*THE TASK*: Copy out each line of the data that holds the string "hillside".
START SUPPLIED MATERIAL
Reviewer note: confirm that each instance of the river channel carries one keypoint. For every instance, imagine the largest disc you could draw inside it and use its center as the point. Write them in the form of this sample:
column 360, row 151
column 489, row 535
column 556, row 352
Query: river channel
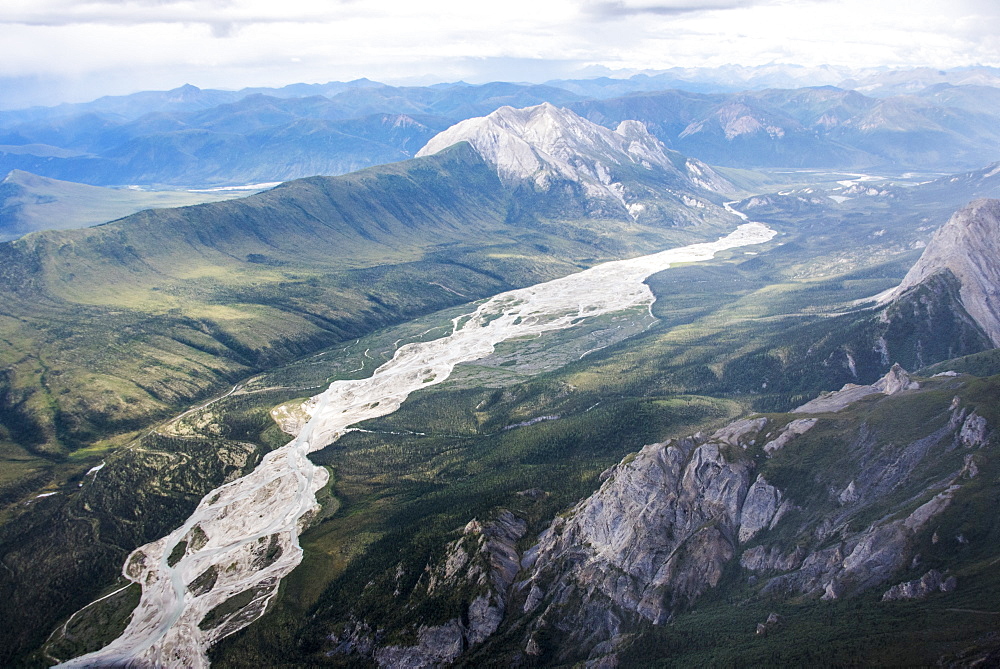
column 243, row 537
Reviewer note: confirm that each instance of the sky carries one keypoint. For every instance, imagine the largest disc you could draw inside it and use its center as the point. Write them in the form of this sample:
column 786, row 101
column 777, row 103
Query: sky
column 53, row 51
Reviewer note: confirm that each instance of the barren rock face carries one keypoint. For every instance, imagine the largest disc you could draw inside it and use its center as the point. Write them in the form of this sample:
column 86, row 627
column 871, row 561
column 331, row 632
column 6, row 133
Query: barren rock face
column 656, row 536
column 969, row 246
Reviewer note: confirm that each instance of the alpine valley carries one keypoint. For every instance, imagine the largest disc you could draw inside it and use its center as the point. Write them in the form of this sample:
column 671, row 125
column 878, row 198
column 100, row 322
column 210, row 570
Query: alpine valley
column 592, row 373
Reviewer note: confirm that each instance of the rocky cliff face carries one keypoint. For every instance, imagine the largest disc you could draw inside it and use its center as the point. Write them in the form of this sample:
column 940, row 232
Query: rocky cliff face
column 731, row 509
column 967, row 246
column 547, row 148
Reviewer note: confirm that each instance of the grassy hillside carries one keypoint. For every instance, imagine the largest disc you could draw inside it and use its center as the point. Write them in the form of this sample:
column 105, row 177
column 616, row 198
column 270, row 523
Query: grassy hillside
END SUPPLIED MATERIAL
*ANSWER TO THIS TASK*:
Reviewer note: confirm that each instance of the grassy hillside carries one keypoint. For every instance, imagine the largest disc you could draw inside it and use its center as the point. Write them in the form of this sample:
Query: grassy hillside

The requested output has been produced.